» YOUR OBJECTIVE
Return every line of the listing below that contains the word "ground".

» EXTRACTED DATA
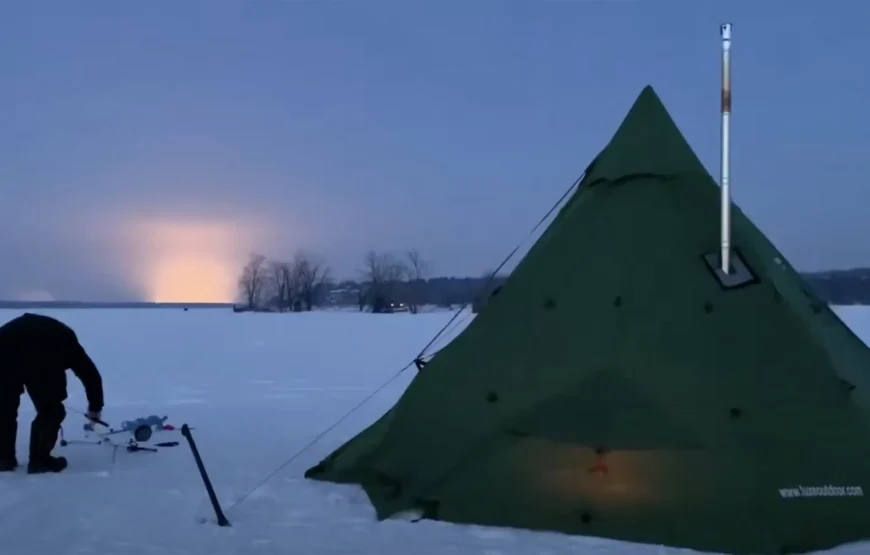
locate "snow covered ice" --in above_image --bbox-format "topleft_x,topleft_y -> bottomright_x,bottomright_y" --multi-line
0,307 -> 870,555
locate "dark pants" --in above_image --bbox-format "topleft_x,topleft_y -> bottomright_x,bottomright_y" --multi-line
0,371 -> 67,461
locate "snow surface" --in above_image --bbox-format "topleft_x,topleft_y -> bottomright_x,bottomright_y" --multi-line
0,307 -> 870,555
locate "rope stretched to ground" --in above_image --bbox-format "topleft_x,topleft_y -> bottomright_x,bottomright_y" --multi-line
226,362 -> 414,512
417,172 -> 586,360
226,168 -> 586,512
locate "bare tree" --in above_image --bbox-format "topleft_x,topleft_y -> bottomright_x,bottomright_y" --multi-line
362,250 -> 408,312
291,251 -> 329,310
239,254 -> 269,310
270,262 -> 293,311
405,249 -> 429,314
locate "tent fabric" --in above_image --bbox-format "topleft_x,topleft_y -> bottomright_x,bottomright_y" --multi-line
306,87 -> 870,554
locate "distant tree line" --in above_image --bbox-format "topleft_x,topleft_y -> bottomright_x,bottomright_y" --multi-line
236,250 -> 504,313
236,254 -> 870,313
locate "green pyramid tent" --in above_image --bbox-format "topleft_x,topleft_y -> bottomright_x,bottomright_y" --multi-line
306,87 -> 870,554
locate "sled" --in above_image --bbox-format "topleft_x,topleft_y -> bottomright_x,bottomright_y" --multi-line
60,415 -> 186,453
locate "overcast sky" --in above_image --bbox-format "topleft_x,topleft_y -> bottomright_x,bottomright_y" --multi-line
0,0 -> 870,300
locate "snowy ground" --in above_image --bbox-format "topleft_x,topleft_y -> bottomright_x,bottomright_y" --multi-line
0,307 -> 870,555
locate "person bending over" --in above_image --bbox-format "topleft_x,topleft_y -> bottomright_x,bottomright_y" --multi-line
0,313 -> 103,474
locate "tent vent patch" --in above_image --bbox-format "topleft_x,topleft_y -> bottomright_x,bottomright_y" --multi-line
704,249 -> 758,289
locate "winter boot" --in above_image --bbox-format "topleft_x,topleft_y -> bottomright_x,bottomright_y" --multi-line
27,455 -> 67,474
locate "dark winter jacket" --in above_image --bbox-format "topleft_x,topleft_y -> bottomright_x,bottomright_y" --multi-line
0,313 -> 103,412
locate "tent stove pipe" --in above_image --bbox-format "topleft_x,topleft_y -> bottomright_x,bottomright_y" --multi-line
719,23 -> 731,275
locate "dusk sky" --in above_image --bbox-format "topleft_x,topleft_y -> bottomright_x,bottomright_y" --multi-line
0,0 -> 870,301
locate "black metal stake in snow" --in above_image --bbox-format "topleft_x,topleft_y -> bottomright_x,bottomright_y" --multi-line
181,424 -> 230,526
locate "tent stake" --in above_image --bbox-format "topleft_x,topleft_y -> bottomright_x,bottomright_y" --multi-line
719,23 -> 731,275
181,424 -> 230,526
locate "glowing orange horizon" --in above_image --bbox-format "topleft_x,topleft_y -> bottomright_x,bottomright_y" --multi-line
114,220 -> 280,303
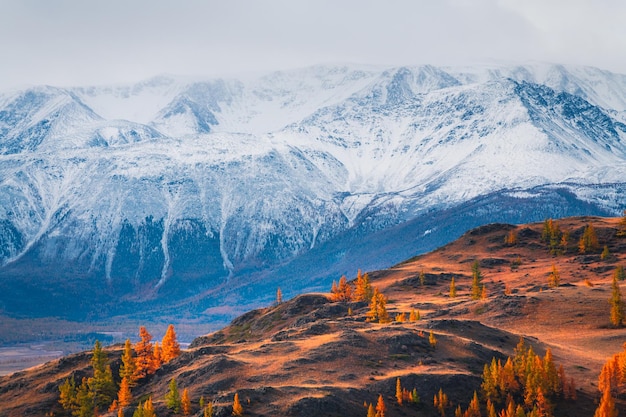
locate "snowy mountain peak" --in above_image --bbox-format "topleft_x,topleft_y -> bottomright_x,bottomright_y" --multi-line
0,65 -> 626,320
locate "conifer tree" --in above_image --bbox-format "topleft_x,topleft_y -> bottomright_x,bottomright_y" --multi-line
610,275 -> 624,327
233,393 -> 243,417
472,260 -> 482,300
120,339 -> 136,386
59,376 -> 78,411
617,210 -> 626,237
72,378 -> 95,417
161,324 -> 180,363
134,326 -> 154,381
180,388 -> 191,416
88,340 -> 115,410
165,378 -> 181,413
376,394 -> 387,417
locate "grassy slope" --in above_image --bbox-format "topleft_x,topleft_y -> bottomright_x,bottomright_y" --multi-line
0,218 -> 626,417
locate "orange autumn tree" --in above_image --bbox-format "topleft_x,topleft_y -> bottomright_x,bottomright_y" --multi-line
233,393 -> 243,416
354,269 -> 374,301
149,342 -> 163,374
161,324 -> 180,363
376,394 -> 387,417
134,326 -> 154,380
330,275 -> 352,301
180,388 -> 191,416
117,377 -> 133,409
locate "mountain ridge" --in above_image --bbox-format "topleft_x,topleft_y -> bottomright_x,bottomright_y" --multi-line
0,65 -> 626,324
0,217 -> 626,417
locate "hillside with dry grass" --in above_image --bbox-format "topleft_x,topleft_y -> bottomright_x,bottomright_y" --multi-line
0,217 -> 626,417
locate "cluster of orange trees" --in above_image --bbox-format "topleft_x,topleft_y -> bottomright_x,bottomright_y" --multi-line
59,325 -> 180,417
595,343 -> 626,417
330,270 -> 391,323
481,339 -> 576,417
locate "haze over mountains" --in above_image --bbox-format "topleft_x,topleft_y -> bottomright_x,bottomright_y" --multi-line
0,65 -> 626,319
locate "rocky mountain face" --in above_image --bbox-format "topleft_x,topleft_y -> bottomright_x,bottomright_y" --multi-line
0,65 -> 626,319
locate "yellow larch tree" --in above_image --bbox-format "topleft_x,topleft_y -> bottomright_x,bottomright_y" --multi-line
150,342 -> 163,374
354,269 -> 374,301
367,404 -> 376,417
180,388 -> 191,416
117,377 -> 133,408
134,326 -> 154,380
120,339 -> 137,386
233,392 -> 243,417
548,264 -> 561,288
330,275 -> 352,302
367,287 -> 390,323
593,389 -> 617,417
376,394 -> 387,417
161,324 -> 180,363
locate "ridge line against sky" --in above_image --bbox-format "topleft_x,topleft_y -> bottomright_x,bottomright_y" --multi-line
0,0 -> 626,90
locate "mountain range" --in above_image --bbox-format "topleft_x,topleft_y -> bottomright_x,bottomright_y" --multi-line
0,64 -> 626,321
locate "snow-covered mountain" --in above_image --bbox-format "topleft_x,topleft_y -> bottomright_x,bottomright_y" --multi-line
0,65 -> 626,316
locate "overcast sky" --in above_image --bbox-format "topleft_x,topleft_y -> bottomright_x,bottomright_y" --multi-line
0,0 -> 626,89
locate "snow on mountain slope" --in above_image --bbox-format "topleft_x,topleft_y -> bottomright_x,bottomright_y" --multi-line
0,65 -> 626,320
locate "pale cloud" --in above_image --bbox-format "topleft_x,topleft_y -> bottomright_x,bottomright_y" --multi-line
0,0 -> 626,88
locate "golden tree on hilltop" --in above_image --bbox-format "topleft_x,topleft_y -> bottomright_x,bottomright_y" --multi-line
161,324 -> 180,363
233,393 -> 243,417
330,275 -> 352,301
578,222 -> 600,253
180,388 -> 191,416
593,389 -> 617,417
133,326 -> 154,380
354,269 -> 374,301
609,275 -> 624,327
376,394 -> 387,417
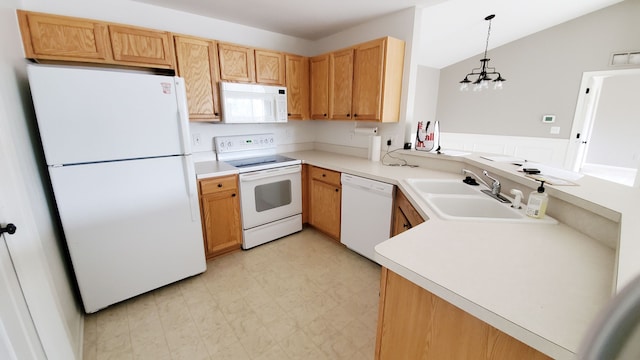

» EXERCISE ANSWER
locate "rope stretched to ground" --in above_image --bbox-format "topleft_x,topleft_y -> bottomright_x,bottomright_y" --multi-line
locate "snowy ground" --in above_image --bbox-format "topleft_x,topleft_y -> bottomright_x,bottomright_y" --multi-line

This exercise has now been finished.